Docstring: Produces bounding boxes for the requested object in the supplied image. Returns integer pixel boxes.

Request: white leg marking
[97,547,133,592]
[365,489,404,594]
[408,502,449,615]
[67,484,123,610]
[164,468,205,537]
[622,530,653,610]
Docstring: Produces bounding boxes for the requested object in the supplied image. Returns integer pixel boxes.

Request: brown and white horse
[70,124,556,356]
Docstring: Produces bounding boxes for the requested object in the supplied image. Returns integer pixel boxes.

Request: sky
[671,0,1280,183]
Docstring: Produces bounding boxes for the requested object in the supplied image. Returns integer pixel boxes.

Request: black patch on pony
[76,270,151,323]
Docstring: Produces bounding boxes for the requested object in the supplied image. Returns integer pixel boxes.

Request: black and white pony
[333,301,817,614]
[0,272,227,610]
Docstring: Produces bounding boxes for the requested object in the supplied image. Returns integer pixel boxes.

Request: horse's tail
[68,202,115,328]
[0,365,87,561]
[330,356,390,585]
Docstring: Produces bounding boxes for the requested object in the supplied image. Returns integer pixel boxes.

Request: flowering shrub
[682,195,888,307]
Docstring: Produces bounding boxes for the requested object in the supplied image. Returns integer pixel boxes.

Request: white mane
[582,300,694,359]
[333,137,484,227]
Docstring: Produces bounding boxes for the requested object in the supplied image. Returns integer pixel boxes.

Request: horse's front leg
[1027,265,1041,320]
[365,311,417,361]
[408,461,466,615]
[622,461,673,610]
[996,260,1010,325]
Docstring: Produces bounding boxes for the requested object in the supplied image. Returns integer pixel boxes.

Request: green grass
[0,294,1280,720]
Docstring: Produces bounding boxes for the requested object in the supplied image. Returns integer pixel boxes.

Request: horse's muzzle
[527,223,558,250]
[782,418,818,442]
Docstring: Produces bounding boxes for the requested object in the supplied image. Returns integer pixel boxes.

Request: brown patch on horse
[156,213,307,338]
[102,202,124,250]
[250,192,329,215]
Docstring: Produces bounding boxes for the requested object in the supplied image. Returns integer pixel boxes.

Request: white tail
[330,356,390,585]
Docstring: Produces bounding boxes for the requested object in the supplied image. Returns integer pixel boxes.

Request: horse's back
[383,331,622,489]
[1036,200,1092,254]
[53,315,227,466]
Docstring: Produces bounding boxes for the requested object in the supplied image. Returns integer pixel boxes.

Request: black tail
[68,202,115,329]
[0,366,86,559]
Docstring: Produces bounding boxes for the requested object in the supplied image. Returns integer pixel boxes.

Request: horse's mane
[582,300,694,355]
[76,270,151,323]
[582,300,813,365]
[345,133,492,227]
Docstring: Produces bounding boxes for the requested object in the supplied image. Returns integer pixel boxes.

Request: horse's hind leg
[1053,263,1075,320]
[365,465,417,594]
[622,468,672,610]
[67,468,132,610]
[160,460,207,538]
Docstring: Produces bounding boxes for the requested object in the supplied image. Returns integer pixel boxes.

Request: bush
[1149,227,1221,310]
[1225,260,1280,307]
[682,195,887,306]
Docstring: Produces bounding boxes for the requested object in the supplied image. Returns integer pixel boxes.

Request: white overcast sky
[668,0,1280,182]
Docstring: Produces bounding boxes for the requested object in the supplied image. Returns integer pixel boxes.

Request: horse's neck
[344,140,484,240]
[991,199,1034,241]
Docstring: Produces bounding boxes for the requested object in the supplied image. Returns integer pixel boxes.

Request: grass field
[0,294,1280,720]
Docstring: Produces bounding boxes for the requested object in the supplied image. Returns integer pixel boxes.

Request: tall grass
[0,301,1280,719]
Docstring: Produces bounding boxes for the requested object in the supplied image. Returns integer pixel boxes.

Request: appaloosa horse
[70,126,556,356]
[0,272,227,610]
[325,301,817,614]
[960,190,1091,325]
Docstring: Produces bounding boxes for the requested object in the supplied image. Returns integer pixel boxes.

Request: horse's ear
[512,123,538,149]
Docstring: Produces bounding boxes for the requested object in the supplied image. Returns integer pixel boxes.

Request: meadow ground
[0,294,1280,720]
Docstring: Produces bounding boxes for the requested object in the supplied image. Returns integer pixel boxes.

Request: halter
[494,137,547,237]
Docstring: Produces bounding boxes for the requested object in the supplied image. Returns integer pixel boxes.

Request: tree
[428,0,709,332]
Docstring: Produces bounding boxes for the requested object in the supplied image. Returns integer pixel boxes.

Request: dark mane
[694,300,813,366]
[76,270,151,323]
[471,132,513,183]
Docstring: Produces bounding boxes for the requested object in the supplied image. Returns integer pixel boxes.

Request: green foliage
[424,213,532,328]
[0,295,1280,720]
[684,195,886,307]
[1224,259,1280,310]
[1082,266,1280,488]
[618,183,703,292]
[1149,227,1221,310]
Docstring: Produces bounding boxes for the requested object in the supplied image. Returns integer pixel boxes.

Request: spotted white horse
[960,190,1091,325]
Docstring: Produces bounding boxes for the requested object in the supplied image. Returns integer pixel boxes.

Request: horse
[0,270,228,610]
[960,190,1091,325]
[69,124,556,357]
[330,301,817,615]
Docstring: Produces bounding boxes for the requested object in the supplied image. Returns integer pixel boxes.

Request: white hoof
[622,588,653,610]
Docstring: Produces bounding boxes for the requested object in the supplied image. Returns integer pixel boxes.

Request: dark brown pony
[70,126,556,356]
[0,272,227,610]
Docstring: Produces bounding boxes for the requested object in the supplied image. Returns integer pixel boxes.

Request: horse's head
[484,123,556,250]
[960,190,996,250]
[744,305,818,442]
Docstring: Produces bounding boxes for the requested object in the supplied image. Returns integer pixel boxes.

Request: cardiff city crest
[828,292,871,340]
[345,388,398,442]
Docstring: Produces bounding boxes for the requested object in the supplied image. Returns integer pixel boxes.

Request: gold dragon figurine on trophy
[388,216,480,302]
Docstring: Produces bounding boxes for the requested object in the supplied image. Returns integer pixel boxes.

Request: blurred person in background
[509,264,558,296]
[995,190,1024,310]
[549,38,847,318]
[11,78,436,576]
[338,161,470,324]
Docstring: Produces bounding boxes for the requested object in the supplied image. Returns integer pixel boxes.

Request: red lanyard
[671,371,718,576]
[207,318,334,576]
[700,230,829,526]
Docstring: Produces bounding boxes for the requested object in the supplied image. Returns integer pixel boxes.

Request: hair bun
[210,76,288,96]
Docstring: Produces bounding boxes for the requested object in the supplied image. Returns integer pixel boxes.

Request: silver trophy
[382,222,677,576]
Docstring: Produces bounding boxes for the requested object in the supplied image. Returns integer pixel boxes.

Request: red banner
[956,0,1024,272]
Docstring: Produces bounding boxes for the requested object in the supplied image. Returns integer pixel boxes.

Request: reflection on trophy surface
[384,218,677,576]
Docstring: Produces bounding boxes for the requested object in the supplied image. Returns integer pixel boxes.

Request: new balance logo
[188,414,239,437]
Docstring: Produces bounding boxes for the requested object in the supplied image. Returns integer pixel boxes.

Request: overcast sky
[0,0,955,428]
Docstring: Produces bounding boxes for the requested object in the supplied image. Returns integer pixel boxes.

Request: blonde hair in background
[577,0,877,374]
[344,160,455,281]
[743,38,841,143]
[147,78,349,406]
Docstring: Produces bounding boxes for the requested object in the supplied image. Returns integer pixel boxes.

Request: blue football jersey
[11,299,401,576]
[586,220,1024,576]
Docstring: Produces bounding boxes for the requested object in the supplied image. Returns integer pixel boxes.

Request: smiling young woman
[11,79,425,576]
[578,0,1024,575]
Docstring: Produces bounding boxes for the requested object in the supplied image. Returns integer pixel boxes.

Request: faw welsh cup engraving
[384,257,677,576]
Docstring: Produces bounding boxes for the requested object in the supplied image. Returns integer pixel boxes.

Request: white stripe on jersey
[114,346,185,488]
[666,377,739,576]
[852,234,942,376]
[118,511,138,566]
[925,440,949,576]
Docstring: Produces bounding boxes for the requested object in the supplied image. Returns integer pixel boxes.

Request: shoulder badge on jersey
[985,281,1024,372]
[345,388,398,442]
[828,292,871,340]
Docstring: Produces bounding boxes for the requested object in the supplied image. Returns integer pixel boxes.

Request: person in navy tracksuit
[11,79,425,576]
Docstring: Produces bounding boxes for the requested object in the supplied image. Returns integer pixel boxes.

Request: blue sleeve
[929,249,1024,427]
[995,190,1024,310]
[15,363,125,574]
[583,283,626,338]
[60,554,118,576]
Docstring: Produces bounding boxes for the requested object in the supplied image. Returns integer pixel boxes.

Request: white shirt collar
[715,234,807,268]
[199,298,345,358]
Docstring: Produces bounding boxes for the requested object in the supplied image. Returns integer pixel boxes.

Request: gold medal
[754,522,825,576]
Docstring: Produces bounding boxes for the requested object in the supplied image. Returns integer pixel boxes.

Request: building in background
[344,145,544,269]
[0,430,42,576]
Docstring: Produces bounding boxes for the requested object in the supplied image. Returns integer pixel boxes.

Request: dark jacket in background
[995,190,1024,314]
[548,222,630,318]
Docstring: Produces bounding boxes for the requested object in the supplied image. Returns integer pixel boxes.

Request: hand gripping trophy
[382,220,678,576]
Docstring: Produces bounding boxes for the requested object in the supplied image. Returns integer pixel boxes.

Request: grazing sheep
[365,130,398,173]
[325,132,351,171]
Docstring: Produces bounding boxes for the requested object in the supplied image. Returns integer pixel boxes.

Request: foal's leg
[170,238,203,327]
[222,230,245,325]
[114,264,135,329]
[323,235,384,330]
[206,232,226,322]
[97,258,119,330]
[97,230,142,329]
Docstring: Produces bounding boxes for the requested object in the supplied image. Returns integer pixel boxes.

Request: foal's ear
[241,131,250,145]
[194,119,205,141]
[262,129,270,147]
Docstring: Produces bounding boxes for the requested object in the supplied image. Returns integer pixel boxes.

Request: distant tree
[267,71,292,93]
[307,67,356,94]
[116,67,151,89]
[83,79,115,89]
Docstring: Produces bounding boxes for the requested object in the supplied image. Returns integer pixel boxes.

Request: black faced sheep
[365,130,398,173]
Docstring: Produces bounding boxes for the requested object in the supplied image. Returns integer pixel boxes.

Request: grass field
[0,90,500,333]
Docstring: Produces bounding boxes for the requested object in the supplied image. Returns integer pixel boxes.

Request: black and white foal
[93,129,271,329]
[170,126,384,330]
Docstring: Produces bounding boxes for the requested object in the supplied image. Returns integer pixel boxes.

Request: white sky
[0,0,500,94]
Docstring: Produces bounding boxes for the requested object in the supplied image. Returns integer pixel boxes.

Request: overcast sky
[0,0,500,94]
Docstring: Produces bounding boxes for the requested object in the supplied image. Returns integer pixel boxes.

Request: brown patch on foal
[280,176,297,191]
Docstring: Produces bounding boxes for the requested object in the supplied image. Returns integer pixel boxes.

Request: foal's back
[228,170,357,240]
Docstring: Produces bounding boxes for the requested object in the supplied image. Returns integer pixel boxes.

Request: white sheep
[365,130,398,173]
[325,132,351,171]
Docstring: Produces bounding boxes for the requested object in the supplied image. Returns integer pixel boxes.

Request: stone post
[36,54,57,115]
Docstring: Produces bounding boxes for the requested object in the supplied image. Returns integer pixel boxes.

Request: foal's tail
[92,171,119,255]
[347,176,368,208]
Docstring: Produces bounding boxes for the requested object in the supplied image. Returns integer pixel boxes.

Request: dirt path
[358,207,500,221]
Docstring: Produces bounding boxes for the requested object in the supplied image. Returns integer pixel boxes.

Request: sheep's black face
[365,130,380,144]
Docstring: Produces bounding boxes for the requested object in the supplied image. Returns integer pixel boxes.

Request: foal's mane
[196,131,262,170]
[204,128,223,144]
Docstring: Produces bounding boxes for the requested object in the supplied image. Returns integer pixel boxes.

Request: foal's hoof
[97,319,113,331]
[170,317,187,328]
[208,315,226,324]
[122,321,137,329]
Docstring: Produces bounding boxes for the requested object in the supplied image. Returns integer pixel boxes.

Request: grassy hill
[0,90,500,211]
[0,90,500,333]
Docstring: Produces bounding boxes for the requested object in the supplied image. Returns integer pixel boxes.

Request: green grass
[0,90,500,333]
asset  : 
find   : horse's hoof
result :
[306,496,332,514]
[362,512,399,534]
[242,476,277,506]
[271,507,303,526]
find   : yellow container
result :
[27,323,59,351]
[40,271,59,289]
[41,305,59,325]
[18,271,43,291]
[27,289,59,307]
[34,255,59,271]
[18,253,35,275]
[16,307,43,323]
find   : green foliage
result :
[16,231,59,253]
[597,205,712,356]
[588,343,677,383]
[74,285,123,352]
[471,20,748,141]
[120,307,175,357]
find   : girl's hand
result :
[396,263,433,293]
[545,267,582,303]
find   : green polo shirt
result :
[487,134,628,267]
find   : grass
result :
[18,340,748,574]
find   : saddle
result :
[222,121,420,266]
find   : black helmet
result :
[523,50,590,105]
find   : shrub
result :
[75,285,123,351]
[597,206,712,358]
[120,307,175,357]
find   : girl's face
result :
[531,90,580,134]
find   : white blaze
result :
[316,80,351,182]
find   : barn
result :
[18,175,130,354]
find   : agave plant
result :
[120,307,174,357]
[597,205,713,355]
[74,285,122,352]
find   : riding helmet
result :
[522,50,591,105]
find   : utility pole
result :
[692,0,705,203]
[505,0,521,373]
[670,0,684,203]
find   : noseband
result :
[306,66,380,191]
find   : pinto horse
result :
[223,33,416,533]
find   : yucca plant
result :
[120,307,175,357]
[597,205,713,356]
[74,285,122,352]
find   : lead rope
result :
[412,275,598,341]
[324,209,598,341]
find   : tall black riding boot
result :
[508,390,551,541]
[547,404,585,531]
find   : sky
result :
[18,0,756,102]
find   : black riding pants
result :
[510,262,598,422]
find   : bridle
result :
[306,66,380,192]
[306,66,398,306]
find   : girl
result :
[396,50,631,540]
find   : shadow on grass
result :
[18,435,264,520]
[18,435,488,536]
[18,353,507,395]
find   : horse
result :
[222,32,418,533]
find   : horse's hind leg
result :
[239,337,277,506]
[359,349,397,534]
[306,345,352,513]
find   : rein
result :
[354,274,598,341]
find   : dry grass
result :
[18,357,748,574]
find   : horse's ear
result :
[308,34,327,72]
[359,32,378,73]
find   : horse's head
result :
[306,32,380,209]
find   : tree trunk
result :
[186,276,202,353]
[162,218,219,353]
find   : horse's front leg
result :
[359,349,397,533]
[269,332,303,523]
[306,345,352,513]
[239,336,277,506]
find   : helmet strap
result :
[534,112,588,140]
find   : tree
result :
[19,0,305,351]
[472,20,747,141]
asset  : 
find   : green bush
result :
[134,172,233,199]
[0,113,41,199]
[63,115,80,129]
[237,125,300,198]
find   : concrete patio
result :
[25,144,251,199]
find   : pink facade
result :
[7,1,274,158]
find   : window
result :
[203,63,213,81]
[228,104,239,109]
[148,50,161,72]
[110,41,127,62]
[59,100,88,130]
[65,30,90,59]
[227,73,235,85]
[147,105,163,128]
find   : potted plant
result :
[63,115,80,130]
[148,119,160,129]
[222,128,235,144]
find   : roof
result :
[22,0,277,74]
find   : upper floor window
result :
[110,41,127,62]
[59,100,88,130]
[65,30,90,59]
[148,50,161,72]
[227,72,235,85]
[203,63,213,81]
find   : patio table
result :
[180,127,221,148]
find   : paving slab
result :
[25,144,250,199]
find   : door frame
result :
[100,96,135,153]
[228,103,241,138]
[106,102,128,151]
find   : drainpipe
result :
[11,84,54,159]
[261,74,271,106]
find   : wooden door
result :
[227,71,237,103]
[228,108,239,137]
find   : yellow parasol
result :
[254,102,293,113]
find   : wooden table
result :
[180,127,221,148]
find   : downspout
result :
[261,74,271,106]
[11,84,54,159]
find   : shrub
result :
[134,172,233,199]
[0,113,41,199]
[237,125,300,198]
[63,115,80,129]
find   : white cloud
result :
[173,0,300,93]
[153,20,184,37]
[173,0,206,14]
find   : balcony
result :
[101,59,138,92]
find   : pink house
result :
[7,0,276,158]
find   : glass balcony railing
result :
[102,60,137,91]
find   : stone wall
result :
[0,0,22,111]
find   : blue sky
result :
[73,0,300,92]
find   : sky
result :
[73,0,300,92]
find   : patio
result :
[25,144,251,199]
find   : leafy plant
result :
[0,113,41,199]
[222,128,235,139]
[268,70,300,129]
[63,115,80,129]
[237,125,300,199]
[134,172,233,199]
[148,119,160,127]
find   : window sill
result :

- - -

• [What you have to do]: Using the records above, please retype only the run of lines from the line holding "upper floor window" through the last line, both ends included.

• [Expected answer]:
find   : upper floor window
result :
[110,41,127,62]
[59,100,88,130]
[65,30,90,59]
[148,50,161,72]
[227,72,235,85]
[203,63,213,81]
find   : patio table
result :
[180,127,221,148]
find   : paving slab
result :
[25,144,250,199]
find   : door frame
result :
[100,96,135,153]
[228,103,241,138]
[106,102,128,151]
find   : drainpipe
result :
[11,84,54,159]
[261,74,271,106]
find   : wooden door
result :
[227,71,237,103]
[228,108,239,137]
find   : yellow parasol
result :
[254,102,293,113]
find   : wooden table
result :
[180,127,221,148]
find   : downspout
result :
[261,74,271,106]
[11,84,54,159]
find   : shrub
result :
[134,172,233,199]
[0,113,41,199]
[237,125,300,198]
[63,115,80,129]
find   : white cloud
result :
[173,0,300,93]
[153,20,184,37]
[173,0,206,14]
find   : balcony
result :
[101,59,138,92]
find   : pink house
result :
[7,0,276,158]
find   : glass balcony railing
result :
[102,60,137,91]
find   : stone wall
result :
[0,0,22,111]
find   : blue sky
result :
[73,0,300,92]
find   : sky
result :
[73,0,300,92]
find   : patio
result :
[25,144,251,199]
find   : leafy plant
result :
[0,113,41,199]
[222,128,235,139]
[268,70,300,129]
[63,115,80,129]
[237,125,300,199]
[134,172,233,199]
[148,119,160,127]
find   : window sill
result :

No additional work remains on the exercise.